* _Problem to solve_
Rewrite the records from the line that contains "of the tree" through the end of the records, replacing "intersection tally" with "overlap count" and leaving everything else unchanged.
***** Exercise input
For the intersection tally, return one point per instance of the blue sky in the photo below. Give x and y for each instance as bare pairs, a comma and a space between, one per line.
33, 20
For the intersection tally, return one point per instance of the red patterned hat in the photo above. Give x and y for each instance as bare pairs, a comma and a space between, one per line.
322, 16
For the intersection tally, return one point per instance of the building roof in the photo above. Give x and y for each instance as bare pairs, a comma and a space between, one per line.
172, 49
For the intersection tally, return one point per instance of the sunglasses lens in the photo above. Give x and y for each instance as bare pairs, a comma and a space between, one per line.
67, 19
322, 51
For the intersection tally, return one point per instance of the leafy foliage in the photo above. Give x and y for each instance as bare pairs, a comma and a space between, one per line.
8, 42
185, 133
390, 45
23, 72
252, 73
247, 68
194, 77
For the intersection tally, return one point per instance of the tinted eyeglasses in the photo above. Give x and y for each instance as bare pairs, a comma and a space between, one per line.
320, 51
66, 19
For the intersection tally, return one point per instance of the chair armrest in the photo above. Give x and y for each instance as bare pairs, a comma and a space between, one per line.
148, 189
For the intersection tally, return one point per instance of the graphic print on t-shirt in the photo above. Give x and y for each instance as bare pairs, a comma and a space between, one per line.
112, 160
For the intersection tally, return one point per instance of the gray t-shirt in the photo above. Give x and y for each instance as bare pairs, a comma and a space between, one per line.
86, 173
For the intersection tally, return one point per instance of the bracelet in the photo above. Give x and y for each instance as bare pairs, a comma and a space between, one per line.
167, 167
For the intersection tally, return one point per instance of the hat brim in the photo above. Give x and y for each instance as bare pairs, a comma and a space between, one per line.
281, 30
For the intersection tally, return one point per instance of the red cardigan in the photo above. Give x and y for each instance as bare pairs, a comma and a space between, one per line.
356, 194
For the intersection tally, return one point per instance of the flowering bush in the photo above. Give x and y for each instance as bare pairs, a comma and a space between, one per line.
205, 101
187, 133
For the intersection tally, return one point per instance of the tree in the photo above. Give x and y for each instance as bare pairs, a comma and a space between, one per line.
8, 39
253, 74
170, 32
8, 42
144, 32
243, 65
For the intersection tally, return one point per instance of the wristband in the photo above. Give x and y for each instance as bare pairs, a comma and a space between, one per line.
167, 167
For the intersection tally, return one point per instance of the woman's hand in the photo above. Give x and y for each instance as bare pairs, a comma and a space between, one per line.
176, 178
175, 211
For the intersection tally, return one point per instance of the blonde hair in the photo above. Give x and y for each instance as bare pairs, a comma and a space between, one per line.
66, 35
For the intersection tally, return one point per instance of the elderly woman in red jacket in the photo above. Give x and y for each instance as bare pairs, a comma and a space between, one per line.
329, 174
**********
* _Exercise result_
For the overlap count, return one point per instance of the tree in the photo above. Give x and y for each instance as bare pairs, a comma and a space between, one per line.
8, 39
253, 74
170, 32
8, 42
144, 32
243, 65
For the overlap count, return one point per instance of the wristband in the photo above. Give x and y for each instance as bare pairs, a comma and a space between, one per line.
167, 167
For the overlap count, return one point per instance of the woman's hand in the photo above. Give x and y for each instance as bare pairs, a comma and a space between, one per line.
176, 178
175, 211
For the overlap count, return one point per instance of the blonde hair in the photo above. Give x and y for each instance as bare pairs, a comma and a space between, one per line.
66, 35
For the overlap count, return one point per instance of the elderly woman in red jacket in the photo above. Give x and y for each instance as bare pairs, a comma and a space between, one per line.
329, 174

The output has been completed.